Pointing and labeling entries:
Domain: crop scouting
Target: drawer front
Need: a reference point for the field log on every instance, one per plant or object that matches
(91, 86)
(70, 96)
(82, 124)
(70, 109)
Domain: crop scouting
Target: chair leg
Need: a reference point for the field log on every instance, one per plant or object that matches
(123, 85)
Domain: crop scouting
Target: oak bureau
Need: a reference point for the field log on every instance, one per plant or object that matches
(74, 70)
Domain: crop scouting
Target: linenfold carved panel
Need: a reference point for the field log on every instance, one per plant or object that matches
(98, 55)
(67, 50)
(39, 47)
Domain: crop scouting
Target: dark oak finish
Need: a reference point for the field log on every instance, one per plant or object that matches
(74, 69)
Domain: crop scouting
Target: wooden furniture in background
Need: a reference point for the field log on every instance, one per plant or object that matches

### Brief
Rewrite all of the entries above, swapping "field log" for "survey sheet" wherever it occurs and leaving everything else as it is.

### Solution to the problem
Domain: crop scouting
Target: drawer front
Need: a reference point for the survey sheet on every instance, one per plant or object that matches
(91, 86)
(70, 96)
(82, 124)
(70, 109)
Domain: crop scouting
Target: chair leg
Need: a reference point for the survey sheet on every instance, one per plant or object that matches
(123, 85)
Domain: crop scouting
Target: oak bureau
Need: a reference point for the survey sheet on every instance, one per plant or object that matches
(74, 70)
Domain: crop scouting
Target: linenfold carved panel
Need: a reference point for the survey sheet on every instance, one per plant or object that matches
(98, 55)
(67, 50)
(39, 47)
Domain: crop scouting
Target: dark oak finish
Need: a reference point for the survey sheet on every instance, one per plant or object that matches
(74, 69)
Domain: crop scouting
Target: wooden furniture in background
Need: a reference point for the survey sheet on every instance, one per plant or object that matches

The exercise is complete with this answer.